● Page extract:
● ● ● ● ●
# Cartridges help



## bruce119 (May 19, 2010)

OK I don't deal much with fountains once in a wile. I got a customer in N.Y. now that is a little slow. He says he can't find a refill I think the pen was a P.S. Executive or something Jr. Gent. type short cart. He says all the carts he found is too long. I know the waterman is long I looked at the office stores myself to try and make it easy for a customer like this. Staples doesn't carry anything that fits. Office Depot Carry's the Foray #323559 that fits. 

So any other suggestions I can give him to make it easy for the guy that shouldn't own a fountain pen. Maybe a few links or some stores up north he can go to. This is the type guy that wants to go to Wall-mart and buy the refill. I know but I have to be good to him I want him to be able to find his own refills with out me sending them to him.

thanks


----------



## wood-of-1kind (May 19, 2010)

Lou (DCBluesman) sells the 'short' converters and may be another option for your customer in place of an ink cartridge.


----------



## Jim15 (May 20, 2010)

Bruce, he needs to look for an international cartridge, they are shorter than the long Watermans. I'm not positive but I think I got some Staples but that was some time ago maybe they don't sell them anymore.


----------



## GaryR (May 24, 2010)

If you Google international fountain pen ink cartridges you will find about a cagillion places to buy on line. You might be lucky and find a local store that has them.
GaryR


----------



## DurocShark (May 25, 2010)

Office Max here in CO carries Monteverde carts. They're decent, and come in lots of colors.


----------



## Rfturner (May 26, 2010)

I use the foray ones no problem, I have used it in PSI Classic kits, My daily abuser Majestic Junior, no problem, another route is the ink bottle and the converter


----------



## its_virgil (May 30, 2010)

The ink cartridges are actually 'international standard' cartridges. So search on international standard and a lot of the printer ink cartridges will be omitted and a better selection of just fountain pen ink supplies will be found.  Buying quality ink is also important. Cheap ink just does not perform the way qualityu ink does.
Do a good turn daily!
Don



GaryR said:


> If you Google international fountain pen ink cartridges you will find about a cagillion places to buy on line. You might be lucky and find a local store that has them.
> GaryR


----------



## monophoto (Aug 22, 2010)

Every fountain pen kit that I have seen uses the "international standard" cartridge/converter.  

That said, 'international standard' contridges/converters are not always truly interchangeable.  I made an "Artisan" (CSUSA) that came with a cartridge but no converter.  I had a converter that came in a Chinese pen that fit - sort of.  The problem typically is that the converter will fit initially, but the fit is sloppy and after a short period, it becomes loose and falls out.  Makes a mess in your pocket when that happens!

There are a few commercially-made pens that use proprietary cartridges/converters - Cross, Mont Blanc, Parker/Aurora, Schaeffer, etc.


----------



## scotian12 (Aug 22, 2010)

Bruce...try the Merangue  stock number 3872-4101-20-00 at Staples. Its in a yellow and blue shrink wrap package. They are the international cartridge.  Regards   Darrell Eisner


----------



## Dustygoose (Aug 24, 2010)

Hobby Lobby has some in the caligraphy dept.


----------
● ● ● ● ●
In the fountain pen cartridge thread, why does one reply recommend searching on "international standard"? Answer in one to three sentences. Work only from the fountain pen cartridge thread; the material plays no part here.

● Dataset section:
● ● ● ● ●
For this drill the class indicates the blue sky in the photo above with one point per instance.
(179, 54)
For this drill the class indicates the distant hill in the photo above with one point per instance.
● ● ● ● ●
● Response for this exercise:
The cartridges are actually "international standard" cartridges. Searching on that term leaves out many of the printer ink cartridges, so the results give a better selection of fountain pen ink supplies.